* _Brief_
Can you transcribe every record below exactly as it appears?

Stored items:

┄┄┄┄┄┄┄┄┄┄┄┄┄┄┄┄┄┄┄┄

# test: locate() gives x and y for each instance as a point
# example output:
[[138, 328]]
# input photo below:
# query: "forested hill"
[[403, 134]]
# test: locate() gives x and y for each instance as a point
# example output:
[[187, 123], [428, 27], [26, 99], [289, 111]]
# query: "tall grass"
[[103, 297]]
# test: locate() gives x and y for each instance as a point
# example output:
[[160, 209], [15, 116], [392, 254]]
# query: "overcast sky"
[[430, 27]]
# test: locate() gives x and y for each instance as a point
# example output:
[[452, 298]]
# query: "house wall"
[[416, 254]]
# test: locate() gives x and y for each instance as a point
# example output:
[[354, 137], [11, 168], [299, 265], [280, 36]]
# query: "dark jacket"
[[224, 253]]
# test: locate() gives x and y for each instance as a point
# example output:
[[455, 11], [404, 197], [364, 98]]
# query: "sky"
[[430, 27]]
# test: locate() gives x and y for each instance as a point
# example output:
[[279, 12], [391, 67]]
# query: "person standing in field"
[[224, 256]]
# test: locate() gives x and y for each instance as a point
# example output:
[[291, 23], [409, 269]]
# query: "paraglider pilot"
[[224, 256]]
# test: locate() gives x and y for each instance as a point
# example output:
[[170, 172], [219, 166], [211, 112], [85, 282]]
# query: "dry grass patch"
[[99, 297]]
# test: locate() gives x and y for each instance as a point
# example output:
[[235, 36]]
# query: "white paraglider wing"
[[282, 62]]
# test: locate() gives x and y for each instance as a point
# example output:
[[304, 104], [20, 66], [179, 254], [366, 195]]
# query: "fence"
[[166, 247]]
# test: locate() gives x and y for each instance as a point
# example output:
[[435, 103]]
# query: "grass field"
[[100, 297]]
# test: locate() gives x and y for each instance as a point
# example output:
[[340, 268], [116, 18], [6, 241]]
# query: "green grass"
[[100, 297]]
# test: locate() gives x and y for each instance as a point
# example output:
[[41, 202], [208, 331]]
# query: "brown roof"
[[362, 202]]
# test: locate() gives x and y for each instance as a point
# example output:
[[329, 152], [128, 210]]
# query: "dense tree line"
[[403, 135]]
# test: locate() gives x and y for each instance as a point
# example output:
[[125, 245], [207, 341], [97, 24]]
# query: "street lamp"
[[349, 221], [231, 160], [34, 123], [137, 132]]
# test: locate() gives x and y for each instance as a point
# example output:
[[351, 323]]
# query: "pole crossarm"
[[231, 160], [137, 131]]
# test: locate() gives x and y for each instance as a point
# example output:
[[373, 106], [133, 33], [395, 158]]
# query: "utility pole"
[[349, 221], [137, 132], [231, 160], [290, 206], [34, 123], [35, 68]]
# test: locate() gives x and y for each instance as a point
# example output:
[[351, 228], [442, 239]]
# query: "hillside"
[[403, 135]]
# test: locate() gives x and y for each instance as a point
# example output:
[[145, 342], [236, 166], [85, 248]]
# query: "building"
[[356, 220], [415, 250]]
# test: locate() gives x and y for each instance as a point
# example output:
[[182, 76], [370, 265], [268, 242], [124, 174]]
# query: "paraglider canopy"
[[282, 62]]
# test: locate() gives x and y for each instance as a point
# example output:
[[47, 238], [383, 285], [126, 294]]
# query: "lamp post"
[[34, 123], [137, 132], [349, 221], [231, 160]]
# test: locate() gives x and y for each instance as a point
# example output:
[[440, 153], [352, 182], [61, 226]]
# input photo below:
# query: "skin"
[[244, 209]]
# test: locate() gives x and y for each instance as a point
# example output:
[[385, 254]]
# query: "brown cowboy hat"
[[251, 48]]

┄┄┄┄┄┄┄┄┄┄┄┄┄┄┄┄┄┄┄┄

* _Problem solution_
# test: locate() gives x and y for each instance as a point
# example output:
[[138, 328]]
# input photo below:
# query: "forested hill"
[[403, 134]]
# test: locate() gives x and y for each instance as a point
# example output:
[[187, 123], [428, 27], [26, 99], [289, 111]]
# query: "tall grass"
[[103, 297]]
# test: locate() gives x and y for each instance as a point
# example output:
[[160, 209], [15, 116], [392, 254]]
# query: "overcast sky"
[[430, 27]]
# test: locate() gives x and y for each instance as a point
# example output:
[[452, 298]]
# query: "house wall"
[[416, 254]]
# test: locate() gives x and y for each instance as a point
# example output:
[[354, 137], [11, 168], [299, 265], [280, 36]]
# query: "dark jacket"
[[224, 253]]
# test: locate() gives x and y for each instance as a point
# example output:
[[455, 11], [404, 197], [364, 98]]
# query: "sky"
[[430, 27]]
# test: locate() gives x and y for each instance as a point
# example output:
[[279, 12], [391, 67]]
# query: "person standing in field"
[[224, 256]]
# test: locate() gives x and y for each instance as a point
# example output:
[[291, 23], [409, 269]]
# query: "paraglider pilot"
[[224, 256]]
# test: locate() gives x and y for each instance as a point
# example output:
[[170, 172], [219, 166], [211, 112], [85, 282]]
# query: "dry grass patch"
[[99, 297]]
# test: locate() gives x and y for each instance as a point
# example output:
[[235, 36]]
# query: "white paraglider wing"
[[282, 62]]
# test: locate() gives x and y for each instance as a point
# example output:
[[304, 104], [20, 66], [179, 254], [366, 195]]
# query: "fence"
[[166, 247]]
# test: locate() gives x and y for each instance as a point
# example output:
[[435, 103]]
# query: "grass field"
[[100, 297]]
# test: locate() gives x and y for each instance as a point
# example output:
[[340, 268], [116, 18], [6, 241]]
# query: "green grass"
[[100, 297]]
# test: locate() gives x and y for each instance as a point
# example output:
[[41, 202], [208, 331]]
# query: "brown roof"
[[362, 202]]
# test: locate() gives x and y for each instance as a point
# example output:
[[329, 152], [128, 210]]
# query: "dense tree line"
[[403, 135]]
# test: locate() gives x and y for each instance as a point
# example output:
[[125, 245], [207, 341], [97, 24]]
# query: "street lamp"
[[349, 221], [231, 160], [34, 123], [137, 132]]
# test: locate() gives x and y for each instance as a point
# example output:
[[351, 323]]
# query: "pole crossarm"
[[231, 160], [137, 131]]
# test: locate() gives x and y for each instance as a point
# example output:
[[373, 106], [133, 33], [395, 158]]
# query: "utility pole"
[[349, 221], [137, 132], [231, 160], [290, 206], [34, 123], [35, 68]]
# test: locate() gives x and y for each instance as a point
# example output:
[[351, 228], [442, 239]]
# query: "hillside"
[[403, 135]]
# test: locate() gives x and y for each instance as a point
# example output:
[[145, 342], [236, 166], [85, 248]]
# query: "building"
[[356, 220], [415, 250]]
# test: locate() gives x and y for each instance as a point
# example output:
[[182, 76], [370, 265], [268, 242], [124, 174]]
# query: "paraglider canopy"
[[282, 62]]
# test: locate() gives x and y for each instance as a point
# example output:
[[47, 238], [383, 285], [126, 294]]
# query: "lamp post"
[[34, 123], [137, 132], [349, 221], [231, 160]]
# test: locate() gives x and y for each instance as a point
# example output:
[[440, 153], [352, 182], [61, 226]]
# input photo below:
# query: "skin"
[[244, 209]]
# test: locate() gives x and y for each instance as a point
# example output:
[[385, 254]]
# query: "brown cowboy hat"
[[251, 48]]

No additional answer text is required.